__INSTRUCTION__
From the entries below, pick out every line that contains the string "brick", matching case exactly, and copy each one.

__RECORDS FOR THIS EXERCISE__
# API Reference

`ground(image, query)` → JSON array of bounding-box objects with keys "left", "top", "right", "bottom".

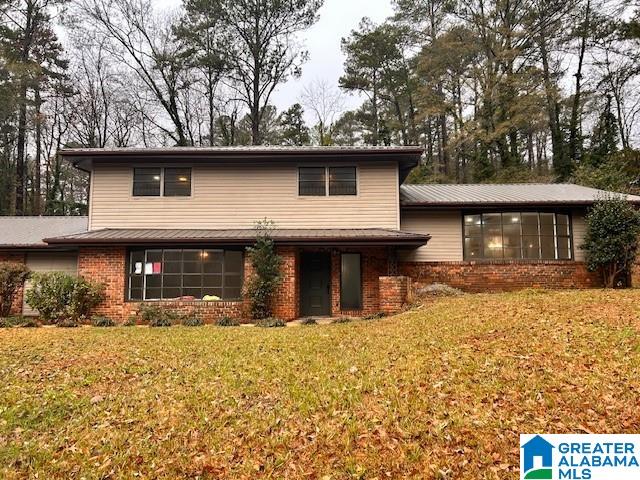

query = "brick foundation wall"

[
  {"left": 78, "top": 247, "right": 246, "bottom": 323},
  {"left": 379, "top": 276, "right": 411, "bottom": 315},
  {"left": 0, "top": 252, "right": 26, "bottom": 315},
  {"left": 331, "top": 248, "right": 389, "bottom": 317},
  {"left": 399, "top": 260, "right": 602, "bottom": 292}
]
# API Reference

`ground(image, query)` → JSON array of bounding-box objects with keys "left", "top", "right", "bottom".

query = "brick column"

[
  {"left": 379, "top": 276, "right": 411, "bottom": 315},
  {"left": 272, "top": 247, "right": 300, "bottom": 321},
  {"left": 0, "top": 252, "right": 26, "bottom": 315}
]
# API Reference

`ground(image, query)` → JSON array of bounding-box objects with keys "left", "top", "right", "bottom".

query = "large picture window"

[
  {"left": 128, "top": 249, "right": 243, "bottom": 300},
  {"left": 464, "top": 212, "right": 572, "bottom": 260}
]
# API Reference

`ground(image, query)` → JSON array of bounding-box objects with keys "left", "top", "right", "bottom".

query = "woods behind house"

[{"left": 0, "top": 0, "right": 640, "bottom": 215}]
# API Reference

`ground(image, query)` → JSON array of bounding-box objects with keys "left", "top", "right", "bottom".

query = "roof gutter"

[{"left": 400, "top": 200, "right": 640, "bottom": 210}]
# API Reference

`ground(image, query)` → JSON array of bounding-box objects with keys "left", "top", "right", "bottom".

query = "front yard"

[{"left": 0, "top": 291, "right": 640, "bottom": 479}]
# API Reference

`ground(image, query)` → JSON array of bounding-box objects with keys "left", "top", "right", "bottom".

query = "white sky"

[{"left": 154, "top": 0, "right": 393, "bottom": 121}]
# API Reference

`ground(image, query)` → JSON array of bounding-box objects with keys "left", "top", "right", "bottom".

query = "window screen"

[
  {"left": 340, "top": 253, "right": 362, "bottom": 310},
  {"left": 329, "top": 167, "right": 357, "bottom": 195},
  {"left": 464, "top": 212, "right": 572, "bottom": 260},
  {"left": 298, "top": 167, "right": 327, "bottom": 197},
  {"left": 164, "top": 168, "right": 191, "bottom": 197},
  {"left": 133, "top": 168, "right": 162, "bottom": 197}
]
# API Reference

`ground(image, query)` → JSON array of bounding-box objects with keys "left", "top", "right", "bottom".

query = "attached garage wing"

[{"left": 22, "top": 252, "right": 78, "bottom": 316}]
==
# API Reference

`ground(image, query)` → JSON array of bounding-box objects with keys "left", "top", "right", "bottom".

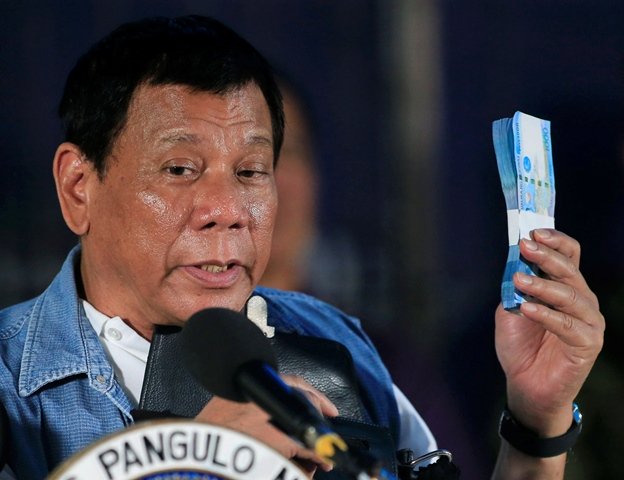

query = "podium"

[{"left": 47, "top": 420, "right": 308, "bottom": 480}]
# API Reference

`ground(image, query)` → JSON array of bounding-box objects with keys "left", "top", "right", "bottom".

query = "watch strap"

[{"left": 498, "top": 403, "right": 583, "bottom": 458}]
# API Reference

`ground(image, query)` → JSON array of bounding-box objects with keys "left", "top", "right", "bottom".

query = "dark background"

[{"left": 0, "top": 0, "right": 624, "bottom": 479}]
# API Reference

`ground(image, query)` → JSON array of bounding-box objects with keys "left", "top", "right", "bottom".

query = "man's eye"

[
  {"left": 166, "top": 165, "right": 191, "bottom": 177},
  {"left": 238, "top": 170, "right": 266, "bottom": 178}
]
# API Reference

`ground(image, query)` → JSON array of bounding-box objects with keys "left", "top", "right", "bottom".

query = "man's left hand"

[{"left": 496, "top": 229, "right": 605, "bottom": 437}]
==
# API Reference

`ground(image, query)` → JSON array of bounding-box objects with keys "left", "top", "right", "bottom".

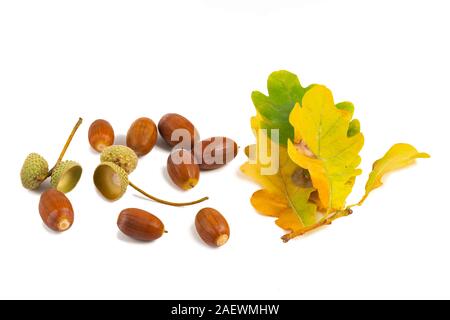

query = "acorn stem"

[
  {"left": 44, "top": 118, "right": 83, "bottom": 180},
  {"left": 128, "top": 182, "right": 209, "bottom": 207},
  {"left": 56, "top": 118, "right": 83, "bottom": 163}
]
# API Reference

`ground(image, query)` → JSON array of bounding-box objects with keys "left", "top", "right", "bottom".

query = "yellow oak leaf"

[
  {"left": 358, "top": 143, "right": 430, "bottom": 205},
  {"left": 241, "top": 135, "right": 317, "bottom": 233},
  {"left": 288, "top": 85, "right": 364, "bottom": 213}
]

__PROBLEM SOLUTION__
query = "brick foundation wall"
query = "brick column"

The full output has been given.